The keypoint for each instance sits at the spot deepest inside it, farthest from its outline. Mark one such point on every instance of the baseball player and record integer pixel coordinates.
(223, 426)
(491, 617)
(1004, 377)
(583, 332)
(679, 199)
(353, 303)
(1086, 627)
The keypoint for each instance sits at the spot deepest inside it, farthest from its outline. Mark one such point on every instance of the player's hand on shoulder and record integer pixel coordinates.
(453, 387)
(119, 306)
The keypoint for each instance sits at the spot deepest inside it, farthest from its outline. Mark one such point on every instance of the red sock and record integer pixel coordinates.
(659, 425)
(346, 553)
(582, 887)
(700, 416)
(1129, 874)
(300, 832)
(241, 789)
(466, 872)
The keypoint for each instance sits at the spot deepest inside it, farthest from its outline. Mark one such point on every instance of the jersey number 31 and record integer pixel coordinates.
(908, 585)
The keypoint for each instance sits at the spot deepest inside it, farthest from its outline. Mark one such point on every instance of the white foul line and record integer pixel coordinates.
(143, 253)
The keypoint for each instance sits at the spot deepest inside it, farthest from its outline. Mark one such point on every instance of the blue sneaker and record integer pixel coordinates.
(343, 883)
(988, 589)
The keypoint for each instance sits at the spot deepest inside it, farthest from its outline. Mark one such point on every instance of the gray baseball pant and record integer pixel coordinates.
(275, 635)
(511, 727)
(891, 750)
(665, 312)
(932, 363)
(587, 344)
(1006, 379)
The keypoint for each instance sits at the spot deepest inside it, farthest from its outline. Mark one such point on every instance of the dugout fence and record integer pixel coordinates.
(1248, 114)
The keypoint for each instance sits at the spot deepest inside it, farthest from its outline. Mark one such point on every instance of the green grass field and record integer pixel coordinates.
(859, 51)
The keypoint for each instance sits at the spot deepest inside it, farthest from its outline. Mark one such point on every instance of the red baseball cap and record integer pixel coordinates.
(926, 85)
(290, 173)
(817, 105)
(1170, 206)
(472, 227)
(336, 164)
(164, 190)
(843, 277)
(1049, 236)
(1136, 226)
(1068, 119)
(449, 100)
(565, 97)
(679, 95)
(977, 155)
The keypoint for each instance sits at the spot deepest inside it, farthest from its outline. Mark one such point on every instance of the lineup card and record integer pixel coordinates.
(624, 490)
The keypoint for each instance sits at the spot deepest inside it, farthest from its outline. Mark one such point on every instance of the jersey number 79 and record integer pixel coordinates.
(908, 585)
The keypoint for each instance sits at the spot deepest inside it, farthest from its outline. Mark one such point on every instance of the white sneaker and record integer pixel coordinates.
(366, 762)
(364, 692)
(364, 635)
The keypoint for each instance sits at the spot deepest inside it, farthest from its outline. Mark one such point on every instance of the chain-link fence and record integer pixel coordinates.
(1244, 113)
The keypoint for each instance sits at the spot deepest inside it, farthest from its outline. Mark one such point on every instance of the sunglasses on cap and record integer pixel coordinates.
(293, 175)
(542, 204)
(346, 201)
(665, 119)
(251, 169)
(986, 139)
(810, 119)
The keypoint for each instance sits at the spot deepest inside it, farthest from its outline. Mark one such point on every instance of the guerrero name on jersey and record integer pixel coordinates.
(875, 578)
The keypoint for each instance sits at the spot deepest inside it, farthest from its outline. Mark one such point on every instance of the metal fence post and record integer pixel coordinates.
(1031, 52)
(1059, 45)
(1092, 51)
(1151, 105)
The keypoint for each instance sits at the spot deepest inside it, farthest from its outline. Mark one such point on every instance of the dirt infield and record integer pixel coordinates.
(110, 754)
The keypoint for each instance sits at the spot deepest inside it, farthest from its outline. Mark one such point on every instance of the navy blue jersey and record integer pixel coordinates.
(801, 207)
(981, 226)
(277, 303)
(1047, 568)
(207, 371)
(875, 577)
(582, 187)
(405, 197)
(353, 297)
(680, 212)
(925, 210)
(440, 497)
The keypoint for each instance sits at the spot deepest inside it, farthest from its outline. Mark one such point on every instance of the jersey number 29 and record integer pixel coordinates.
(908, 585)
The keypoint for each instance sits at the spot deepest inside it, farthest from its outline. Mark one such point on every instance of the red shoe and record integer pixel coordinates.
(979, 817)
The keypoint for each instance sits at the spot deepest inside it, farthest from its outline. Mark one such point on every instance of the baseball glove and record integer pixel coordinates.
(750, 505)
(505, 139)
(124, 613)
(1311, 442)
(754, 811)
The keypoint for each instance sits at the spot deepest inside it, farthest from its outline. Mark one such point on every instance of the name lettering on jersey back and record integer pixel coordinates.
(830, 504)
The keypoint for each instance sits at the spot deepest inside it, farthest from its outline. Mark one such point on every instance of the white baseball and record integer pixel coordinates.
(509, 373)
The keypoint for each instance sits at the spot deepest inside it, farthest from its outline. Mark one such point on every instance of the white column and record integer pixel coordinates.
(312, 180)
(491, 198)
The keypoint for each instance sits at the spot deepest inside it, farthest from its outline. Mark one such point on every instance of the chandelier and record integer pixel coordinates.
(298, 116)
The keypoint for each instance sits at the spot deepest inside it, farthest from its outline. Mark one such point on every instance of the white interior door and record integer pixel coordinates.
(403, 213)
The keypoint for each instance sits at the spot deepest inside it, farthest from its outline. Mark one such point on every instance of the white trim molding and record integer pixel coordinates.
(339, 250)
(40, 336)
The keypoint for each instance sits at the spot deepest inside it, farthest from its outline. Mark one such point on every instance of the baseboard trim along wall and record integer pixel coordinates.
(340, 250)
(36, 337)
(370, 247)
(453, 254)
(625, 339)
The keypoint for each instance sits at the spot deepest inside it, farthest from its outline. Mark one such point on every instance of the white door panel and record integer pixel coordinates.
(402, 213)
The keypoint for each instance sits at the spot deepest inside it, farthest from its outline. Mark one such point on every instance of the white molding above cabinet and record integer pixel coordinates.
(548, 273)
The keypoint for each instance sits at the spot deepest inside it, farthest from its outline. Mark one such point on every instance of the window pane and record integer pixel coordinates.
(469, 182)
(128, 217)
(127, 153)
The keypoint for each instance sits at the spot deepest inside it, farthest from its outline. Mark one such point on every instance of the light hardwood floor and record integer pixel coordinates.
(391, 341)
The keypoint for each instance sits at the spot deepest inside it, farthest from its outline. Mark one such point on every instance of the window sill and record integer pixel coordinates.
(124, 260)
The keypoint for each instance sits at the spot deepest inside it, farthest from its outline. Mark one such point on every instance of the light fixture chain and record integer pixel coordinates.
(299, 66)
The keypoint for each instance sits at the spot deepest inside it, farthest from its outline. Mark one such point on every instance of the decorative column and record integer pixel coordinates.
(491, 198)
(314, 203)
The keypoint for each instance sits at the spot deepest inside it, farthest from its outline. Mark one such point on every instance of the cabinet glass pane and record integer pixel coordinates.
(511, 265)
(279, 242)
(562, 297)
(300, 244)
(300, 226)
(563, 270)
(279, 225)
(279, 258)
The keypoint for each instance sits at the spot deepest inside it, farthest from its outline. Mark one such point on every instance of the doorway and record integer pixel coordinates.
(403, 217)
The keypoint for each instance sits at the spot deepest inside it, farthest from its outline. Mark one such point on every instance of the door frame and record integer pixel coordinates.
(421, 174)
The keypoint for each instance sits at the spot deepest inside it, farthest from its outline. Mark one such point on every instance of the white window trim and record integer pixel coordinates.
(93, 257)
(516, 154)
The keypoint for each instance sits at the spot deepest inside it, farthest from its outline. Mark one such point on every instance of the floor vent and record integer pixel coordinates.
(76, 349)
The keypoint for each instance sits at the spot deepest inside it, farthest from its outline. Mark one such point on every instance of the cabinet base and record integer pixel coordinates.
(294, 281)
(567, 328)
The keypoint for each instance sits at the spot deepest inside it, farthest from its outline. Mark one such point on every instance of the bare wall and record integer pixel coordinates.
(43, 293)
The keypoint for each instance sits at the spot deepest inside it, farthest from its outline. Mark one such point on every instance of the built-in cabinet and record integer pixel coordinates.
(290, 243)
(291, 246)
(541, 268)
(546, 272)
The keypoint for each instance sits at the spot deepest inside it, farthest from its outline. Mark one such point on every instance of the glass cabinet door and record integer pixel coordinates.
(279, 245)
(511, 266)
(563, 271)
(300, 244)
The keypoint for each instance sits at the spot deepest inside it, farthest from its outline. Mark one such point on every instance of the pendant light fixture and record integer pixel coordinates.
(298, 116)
***
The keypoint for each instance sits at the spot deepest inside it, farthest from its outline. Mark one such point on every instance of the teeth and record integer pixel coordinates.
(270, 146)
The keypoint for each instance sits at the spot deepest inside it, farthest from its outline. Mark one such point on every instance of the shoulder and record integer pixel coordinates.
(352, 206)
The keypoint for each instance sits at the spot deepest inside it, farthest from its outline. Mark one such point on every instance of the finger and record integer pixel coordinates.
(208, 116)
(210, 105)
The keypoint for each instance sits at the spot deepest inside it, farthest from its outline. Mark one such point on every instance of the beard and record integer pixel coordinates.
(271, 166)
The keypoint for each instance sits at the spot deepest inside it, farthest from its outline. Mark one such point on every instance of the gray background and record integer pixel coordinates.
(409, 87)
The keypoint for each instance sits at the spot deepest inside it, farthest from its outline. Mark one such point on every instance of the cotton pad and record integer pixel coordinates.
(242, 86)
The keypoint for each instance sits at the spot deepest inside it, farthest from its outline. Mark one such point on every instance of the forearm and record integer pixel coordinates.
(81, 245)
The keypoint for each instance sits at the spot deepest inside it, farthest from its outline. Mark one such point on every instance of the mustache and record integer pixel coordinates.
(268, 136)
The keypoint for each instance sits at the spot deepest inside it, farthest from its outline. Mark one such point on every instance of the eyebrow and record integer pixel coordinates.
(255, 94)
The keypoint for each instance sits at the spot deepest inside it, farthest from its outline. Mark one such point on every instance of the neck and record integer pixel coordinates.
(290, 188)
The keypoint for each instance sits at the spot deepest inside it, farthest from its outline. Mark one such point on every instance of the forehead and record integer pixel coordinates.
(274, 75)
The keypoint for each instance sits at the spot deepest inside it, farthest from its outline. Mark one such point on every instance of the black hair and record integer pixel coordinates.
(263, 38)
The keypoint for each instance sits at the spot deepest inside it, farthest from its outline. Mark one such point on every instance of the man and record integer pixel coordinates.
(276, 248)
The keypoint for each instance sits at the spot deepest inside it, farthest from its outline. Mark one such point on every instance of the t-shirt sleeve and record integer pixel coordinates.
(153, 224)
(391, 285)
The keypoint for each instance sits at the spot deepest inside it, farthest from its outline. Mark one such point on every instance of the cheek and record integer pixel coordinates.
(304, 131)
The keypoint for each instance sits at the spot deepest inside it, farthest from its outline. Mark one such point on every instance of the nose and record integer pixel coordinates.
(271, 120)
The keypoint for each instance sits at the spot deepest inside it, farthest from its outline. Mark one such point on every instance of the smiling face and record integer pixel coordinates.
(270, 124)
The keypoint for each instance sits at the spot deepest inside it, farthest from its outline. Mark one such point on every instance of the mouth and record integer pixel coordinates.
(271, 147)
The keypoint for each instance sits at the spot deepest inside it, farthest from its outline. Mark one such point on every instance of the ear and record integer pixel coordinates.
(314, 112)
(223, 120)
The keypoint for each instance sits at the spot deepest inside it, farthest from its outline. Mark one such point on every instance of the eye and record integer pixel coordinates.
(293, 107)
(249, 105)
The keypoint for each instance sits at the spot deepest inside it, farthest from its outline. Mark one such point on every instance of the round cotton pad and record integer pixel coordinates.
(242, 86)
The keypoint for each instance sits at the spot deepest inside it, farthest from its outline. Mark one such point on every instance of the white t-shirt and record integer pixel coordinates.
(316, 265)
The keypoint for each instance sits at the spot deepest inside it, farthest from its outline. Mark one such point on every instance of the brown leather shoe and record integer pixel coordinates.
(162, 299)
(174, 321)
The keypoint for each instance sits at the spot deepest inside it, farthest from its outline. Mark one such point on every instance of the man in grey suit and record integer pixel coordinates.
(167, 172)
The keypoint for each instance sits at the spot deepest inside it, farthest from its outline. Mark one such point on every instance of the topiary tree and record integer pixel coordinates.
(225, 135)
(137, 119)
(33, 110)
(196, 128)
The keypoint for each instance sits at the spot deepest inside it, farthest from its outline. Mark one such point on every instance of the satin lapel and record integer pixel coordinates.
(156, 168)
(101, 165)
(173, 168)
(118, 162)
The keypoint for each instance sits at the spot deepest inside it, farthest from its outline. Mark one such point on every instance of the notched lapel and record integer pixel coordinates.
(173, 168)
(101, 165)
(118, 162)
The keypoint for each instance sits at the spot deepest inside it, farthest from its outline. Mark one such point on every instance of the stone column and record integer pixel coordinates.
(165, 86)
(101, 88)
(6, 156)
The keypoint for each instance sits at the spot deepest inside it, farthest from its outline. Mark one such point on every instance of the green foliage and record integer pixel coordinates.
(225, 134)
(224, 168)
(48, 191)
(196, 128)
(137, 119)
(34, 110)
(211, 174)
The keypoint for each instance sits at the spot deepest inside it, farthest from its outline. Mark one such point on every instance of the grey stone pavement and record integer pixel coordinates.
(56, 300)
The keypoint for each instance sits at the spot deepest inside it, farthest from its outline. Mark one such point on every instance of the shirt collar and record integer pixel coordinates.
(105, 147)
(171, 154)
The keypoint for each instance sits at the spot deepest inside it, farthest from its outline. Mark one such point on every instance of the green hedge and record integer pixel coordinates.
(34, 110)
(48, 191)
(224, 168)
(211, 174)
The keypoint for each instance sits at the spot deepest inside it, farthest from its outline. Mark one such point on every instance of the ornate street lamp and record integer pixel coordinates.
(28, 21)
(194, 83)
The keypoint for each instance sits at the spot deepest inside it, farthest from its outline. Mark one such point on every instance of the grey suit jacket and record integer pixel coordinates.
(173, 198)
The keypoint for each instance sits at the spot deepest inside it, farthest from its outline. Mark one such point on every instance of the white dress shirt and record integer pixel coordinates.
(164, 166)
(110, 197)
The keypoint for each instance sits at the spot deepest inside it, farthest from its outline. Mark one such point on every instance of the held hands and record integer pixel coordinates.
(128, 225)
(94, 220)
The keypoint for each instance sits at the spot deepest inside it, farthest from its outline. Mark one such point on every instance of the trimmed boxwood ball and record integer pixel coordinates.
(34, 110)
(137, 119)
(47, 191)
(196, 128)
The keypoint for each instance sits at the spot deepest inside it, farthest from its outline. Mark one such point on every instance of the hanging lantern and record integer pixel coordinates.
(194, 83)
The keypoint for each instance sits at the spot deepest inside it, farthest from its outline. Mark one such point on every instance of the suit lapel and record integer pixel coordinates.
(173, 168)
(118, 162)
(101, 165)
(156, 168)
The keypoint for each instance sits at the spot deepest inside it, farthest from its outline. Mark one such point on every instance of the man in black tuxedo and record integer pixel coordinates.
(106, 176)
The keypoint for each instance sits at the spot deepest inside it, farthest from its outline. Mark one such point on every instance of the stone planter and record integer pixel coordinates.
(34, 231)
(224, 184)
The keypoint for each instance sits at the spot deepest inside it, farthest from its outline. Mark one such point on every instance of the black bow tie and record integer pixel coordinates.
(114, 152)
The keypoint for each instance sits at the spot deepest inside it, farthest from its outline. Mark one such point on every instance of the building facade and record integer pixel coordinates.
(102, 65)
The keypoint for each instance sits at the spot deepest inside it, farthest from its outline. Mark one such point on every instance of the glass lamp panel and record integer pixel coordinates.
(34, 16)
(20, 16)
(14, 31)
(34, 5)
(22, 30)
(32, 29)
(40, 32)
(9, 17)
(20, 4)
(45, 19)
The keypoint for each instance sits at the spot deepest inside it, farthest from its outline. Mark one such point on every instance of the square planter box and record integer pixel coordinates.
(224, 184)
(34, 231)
***
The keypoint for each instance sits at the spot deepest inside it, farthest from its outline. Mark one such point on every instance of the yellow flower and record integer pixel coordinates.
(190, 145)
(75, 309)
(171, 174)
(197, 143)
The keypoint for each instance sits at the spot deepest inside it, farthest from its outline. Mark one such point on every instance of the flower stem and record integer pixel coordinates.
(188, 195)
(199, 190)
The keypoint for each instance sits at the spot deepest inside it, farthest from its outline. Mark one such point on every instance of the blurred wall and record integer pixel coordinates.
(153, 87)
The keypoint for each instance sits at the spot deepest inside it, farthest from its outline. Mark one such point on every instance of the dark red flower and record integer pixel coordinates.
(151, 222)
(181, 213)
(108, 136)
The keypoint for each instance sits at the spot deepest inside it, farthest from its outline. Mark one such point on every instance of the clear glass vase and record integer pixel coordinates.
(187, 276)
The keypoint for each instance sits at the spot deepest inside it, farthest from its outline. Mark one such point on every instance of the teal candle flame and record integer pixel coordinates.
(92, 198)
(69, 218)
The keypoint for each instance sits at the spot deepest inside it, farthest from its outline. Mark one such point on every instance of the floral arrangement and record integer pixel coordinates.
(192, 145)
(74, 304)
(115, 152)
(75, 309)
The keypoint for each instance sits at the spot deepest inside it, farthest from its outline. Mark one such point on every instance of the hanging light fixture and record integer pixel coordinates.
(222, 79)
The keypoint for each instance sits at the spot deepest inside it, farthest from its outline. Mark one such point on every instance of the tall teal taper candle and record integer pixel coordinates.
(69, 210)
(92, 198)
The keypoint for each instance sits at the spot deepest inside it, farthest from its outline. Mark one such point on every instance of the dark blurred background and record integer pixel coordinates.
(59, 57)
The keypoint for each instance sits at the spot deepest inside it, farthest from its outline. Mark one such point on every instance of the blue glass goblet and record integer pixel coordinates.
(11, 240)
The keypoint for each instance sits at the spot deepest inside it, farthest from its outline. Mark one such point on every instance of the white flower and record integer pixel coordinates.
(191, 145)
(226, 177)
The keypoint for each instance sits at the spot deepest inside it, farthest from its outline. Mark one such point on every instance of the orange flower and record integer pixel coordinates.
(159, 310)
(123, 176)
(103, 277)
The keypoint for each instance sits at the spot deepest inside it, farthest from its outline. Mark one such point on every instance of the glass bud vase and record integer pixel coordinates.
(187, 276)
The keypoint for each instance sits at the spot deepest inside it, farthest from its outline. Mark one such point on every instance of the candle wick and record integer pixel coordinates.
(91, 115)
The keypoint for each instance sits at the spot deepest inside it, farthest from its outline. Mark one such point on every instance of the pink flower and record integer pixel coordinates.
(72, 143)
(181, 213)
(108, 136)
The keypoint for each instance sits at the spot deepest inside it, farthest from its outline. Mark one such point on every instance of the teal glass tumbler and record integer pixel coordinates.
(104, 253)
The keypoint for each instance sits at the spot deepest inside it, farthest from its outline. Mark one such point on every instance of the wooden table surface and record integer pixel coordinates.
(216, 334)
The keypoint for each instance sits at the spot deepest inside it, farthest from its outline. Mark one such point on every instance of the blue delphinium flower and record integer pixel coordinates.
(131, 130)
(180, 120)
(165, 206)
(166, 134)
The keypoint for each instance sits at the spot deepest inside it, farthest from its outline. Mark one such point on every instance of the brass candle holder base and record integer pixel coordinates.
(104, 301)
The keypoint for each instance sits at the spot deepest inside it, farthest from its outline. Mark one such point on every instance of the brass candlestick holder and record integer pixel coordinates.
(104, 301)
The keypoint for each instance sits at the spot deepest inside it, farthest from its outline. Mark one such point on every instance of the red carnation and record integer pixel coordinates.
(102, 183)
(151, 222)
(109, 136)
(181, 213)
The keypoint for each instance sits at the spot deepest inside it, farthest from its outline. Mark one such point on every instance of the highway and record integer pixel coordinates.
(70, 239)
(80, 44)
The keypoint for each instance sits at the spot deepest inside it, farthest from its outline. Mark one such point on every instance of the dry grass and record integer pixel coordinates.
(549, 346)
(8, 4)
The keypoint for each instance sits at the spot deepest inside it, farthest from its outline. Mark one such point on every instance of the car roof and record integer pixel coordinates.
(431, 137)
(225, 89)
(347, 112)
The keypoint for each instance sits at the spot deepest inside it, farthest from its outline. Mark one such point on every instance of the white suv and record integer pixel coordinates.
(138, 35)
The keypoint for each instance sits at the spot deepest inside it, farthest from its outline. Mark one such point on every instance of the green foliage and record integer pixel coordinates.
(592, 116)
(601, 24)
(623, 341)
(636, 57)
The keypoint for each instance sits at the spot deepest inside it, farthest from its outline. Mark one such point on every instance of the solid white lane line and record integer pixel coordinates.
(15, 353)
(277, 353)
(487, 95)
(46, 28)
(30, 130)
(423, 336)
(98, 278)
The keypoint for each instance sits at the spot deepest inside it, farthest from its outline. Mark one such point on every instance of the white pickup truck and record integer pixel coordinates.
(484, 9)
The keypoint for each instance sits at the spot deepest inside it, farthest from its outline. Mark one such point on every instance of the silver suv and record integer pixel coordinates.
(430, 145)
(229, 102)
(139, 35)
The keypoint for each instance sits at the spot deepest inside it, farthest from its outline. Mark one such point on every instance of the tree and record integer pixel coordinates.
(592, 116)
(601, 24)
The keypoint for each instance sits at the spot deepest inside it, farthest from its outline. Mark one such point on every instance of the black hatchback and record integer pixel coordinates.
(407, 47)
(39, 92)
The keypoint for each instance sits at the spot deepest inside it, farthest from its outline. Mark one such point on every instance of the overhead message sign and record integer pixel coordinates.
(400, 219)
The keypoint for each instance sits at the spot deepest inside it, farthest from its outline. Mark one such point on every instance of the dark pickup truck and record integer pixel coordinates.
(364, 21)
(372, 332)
***
■ Given problem
How many rows above contain the string "background", with case counting? Reply with the number only.

■ Solved exercise
2